→ **Task objective**
Copy every line of the material below word for word, leaving out the pictures.
:: Entries
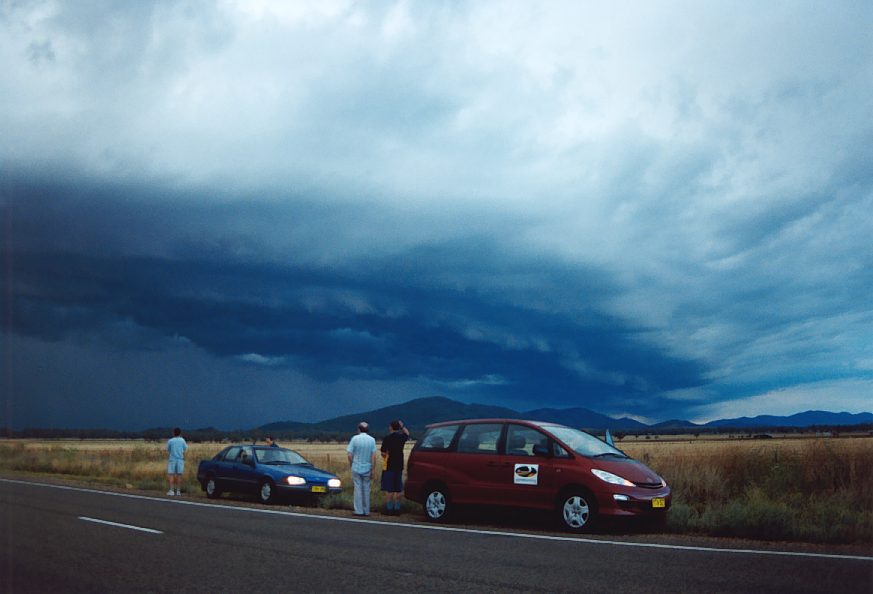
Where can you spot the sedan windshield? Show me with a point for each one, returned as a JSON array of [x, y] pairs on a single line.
[[583, 443], [280, 456]]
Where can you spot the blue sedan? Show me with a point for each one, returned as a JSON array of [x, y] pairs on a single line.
[[266, 471]]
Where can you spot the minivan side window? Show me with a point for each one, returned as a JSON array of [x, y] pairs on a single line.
[[438, 438], [480, 438], [520, 440]]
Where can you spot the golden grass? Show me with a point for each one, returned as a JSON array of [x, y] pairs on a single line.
[[813, 489]]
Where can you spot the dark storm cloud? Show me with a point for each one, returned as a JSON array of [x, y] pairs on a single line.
[[379, 318], [360, 203], [460, 313]]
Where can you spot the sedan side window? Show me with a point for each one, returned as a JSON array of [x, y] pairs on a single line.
[[479, 439]]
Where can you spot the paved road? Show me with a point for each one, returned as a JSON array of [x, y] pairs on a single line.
[[56, 539]]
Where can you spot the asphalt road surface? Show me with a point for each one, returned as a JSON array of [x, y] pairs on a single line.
[[62, 539]]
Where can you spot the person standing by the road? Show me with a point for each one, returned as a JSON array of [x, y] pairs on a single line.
[[392, 466], [362, 459], [177, 447]]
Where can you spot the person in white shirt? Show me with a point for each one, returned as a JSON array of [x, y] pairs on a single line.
[[362, 459], [176, 464]]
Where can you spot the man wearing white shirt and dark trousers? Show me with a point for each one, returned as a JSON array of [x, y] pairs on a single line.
[[362, 458]]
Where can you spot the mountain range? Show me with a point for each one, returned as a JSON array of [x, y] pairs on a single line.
[[423, 411]]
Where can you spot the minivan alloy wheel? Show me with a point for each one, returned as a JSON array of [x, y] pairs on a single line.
[[576, 512], [436, 505]]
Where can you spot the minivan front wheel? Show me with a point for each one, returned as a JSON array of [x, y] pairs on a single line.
[[576, 511], [436, 504]]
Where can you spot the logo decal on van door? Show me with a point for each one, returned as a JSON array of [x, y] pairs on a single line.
[[526, 474]]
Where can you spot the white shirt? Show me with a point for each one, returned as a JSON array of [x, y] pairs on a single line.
[[362, 447]]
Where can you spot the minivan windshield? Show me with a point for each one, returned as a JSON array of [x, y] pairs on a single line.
[[583, 443]]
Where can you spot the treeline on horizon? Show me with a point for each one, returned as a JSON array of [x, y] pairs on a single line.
[[211, 434]]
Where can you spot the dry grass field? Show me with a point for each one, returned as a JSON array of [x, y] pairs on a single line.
[[804, 489]]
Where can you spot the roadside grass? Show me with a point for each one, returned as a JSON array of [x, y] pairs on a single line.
[[811, 490]]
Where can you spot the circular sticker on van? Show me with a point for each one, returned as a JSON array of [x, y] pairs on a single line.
[[526, 474]]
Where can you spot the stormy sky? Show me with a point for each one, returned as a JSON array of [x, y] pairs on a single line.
[[233, 213]]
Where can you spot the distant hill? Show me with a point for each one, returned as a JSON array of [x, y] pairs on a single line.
[[809, 418], [674, 424], [418, 413], [581, 417]]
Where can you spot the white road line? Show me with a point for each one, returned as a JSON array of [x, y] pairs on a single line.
[[128, 526], [570, 539]]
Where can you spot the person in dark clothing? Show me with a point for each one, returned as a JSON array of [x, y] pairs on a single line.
[[392, 465]]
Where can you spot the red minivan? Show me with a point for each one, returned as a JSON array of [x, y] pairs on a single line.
[[531, 464]]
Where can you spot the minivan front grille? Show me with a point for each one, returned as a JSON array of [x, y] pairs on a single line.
[[649, 485]]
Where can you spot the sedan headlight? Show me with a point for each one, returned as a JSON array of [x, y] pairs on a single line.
[[612, 479]]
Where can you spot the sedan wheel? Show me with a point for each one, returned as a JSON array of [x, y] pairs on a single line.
[[267, 492], [575, 512], [436, 505], [212, 489]]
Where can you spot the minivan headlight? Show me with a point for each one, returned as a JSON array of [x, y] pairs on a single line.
::::
→ **Exercise solution**
Where can you spot the sedan windshield? Show me with a point for each one, returned as a JSON array of [x, y] pairs on a single line.
[[583, 443], [280, 456]]
Where can you spot the blue sedan? Show me with a point for each one, returned as a JSON array of [x, y] pairs on a single line.
[[266, 471]]
Where can you spot the minivan side window? Show me with a point for each one, returned as a JSON array of [x, y] pairs on a single line.
[[438, 438], [480, 438], [520, 440]]
Where can you spot the golden grass? Show me with a point for each one, returned as a JSON array of [x, y] pairs on a single line.
[[813, 489]]
Where can you spot the dark storm cloud? Show me with a point for each one, returned as a JSON array of [x, y] pairs on a single line.
[[379, 318], [360, 203], [460, 313]]
Where can you spot the sedan side window? Show me with a point for each one, returned as a JSON array of [x, y] pairs on a single line.
[[479, 439]]
Where can you spot the paved road? Show me with a point for each one, returned as a JSON array of [x, y] pairs on a single line.
[[56, 539]]
Where can you spot the asphalt road surface? Show me with a point for each one, returned as a JSON array of [x, y] pairs on a single line.
[[62, 539]]
Where can you spot the person standing by the road? Show me with a point for each one, returned as a JSON array of [x, y] pairs on a single line.
[[392, 466], [362, 459], [177, 447]]
Where can you spot the person in white shirt? Show me with a point for each one, returned as a JSON array of [x, y] pairs on a single line.
[[362, 459], [176, 464]]
Where can you spot the man wearing white shirt and dark trousers? Show me with a point for each one, returned as a JSON array of [x, y] pairs on a single line.
[[362, 458]]
Where can you spot the mountain range? Show me with a point for each one, returned as a JSON array of [x, y] pairs on a single line.
[[423, 411]]
Where can you spot the minivan alloy wheel? Show me with a point for each one, returned as a JSON array of [x, y] pairs on a single line.
[[576, 512], [436, 505]]
Where can you spot the minivan front wheel? Show me with a point for each one, returned as a JSON array of [x, y] pairs on a single line.
[[576, 511], [436, 504]]
Where can you spot the logo decal on van door? Show me with a point for each one, returned as a JSON array of [x, y] pairs on a single line.
[[526, 474]]
Where can you spot the white shirt? Show me with a point for each one, returned as a JSON array of [x, y] pairs on a single line.
[[362, 447]]
Where can you spot the minivan windshield? Show me with a point for each one, returned as a JSON array of [x, y] pairs on a single line.
[[583, 443]]
Where can you spot the treeline on horizon? Show me with a point for each one, returned as a JSON array of [x, y] pairs on a single line.
[[211, 434]]
Where can you spot the dry grass field? Show me with a point for each one, returned as a JSON array of [x, y] pairs on a single line.
[[804, 489]]
Where can you spot the roadside grass? Show me with a point for each one, returned as a JSON array of [x, y] pairs on a single line.
[[811, 490]]
Where can you spot the circular sticker on van? Show me with a point for each one, returned as a JSON array of [x, y] pairs on a single line.
[[526, 474]]
Where can you spot the stormy sky? Show me with a point for each one, returned as a JSON array of [x, y] pairs on a single line.
[[233, 213]]
Where can you spot the distant hill? Show me with a point for each one, returned as a JSON array of [x, y] pairs on a single line.
[[809, 418], [674, 424], [418, 413], [581, 417]]
Where can you spot the white road line? Show me with a point for each one, returned as a JSON array of [x, y] pairs on a single line.
[[128, 526], [570, 539]]
Where can you spot the person in dark clothing? Show me with a point for each one, returned as a JSON array of [x, y] pairs on a single line.
[[392, 465]]
Where can you spot the red minivan? Show me with a point for each one, returned as a JSON array of [x, y] pairs on a single line.
[[531, 464]]
Where can you spot the minivan front grille? Show me with a point for each one, returned as a JSON array of [x, y] pairs on a single line.
[[649, 485]]
Where can you spot the sedan headlight? Show me with a point for each one, returned as a JSON array of [x, y] pairs on a single line.
[[612, 479]]
Where can you spot the sedan wheel? Show me with a point for each one, returned as a JSON array of [x, y] pairs on a single line.
[[267, 492], [575, 512], [436, 505], [212, 489]]
Where can you spot the minivan headlight? Show me with a point for each one, returned as a JSON array of [x, y] pairs on a single line.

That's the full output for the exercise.